>> START Supplied information

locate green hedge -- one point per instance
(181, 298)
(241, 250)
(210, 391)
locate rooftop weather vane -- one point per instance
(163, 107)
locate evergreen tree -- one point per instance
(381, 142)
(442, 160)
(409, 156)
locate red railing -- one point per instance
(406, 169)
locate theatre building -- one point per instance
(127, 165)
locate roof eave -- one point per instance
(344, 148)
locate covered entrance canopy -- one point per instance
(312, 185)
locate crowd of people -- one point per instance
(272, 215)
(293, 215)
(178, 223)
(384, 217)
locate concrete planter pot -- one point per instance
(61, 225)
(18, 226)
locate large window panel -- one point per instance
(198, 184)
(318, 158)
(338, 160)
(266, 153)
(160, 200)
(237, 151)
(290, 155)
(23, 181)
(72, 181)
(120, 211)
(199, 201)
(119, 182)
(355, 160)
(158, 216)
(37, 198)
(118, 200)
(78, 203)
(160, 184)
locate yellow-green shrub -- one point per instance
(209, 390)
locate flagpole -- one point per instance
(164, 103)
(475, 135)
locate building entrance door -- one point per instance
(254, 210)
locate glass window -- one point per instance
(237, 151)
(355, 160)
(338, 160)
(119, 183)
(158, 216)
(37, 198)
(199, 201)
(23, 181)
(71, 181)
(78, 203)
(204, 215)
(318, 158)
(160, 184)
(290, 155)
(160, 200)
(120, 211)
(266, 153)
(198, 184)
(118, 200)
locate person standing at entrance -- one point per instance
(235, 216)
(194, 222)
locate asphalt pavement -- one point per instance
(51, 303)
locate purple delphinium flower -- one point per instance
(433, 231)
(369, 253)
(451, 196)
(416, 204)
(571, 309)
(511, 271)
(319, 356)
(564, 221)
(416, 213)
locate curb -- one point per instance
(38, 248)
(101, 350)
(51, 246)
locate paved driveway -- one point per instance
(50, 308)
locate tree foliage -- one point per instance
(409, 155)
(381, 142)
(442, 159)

>> END Supplied information

> [What you will do]
Turn every line of the rows above into a numbered list, one line per number, and leave out any blank lines.

> [Written response]
1. locate green hedge -- one point per instance
2. (181, 298)
3. (241, 250)
4. (210, 391)
5. locate rooftop weather vane -- one point per instance
6. (163, 107)
7. locate evergreen tree -- one point per instance
8. (381, 142)
9. (442, 160)
10. (409, 156)
11. locate red railing -- one point per instance
12. (406, 169)
13. locate theatre building -- one point per instance
14. (127, 165)
15. locate roof eave -- one point per instance
16. (344, 148)
17. locate covered entrance canopy -- one point per instance
18. (312, 185)
19. locate crowd of people -- one point per instance
20. (272, 215)
21. (293, 215)
22. (178, 223)
23. (384, 217)
24. locate concrete planter pot -- one point per instance
25. (61, 225)
26. (18, 226)
27. locate large window panel -- one point per instance
28. (198, 184)
29. (318, 158)
30. (338, 160)
31. (266, 153)
32. (160, 200)
33. (237, 151)
34. (290, 155)
35. (23, 181)
36. (72, 181)
37. (120, 211)
38. (199, 201)
39. (119, 182)
40. (355, 160)
41. (158, 216)
42. (37, 198)
43. (118, 200)
44. (78, 203)
45. (160, 184)
46. locate yellow-green shrub -- one point per instance
47. (209, 390)
48. locate flagpole -- one point per instance
49. (164, 103)
50. (475, 135)
51. locate building entrance door -- one point per instance
52. (254, 210)
53. locate glass window -- one point per instance
54. (237, 151)
55. (355, 160)
56. (338, 160)
57. (119, 183)
58. (158, 216)
59. (37, 198)
60. (199, 201)
61. (23, 181)
62. (71, 181)
63. (78, 203)
64. (204, 215)
65. (318, 158)
66. (160, 184)
67. (290, 155)
68. (160, 200)
69. (120, 211)
70. (266, 153)
71. (198, 184)
72. (118, 200)
73. locate person standing at entrance -- one point per instance
74. (235, 216)
75. (194, 222)
76. locate asphalt pavement -- one point per instance
77. (51, 303)
78. locate purple delphinium flower -- one point per instance
79. (433, 231)
80. (369, 253)
81. (451, 196)
82. (416, 204)
83. (571, 309)
84. (511, 271)
85. (319, 356)
86. (564, 221)
87. (416, 213)
88. locate curb -- one point per instance
89. (38, 248)
90. (101, 350)
91. (51, 246)
92. locate paved driveway -- one point per instance
93. (50, 308)
94. locate tree foliage -- one point per instance
95. (409, 155)
96. (381, 142)
97. (442, 159)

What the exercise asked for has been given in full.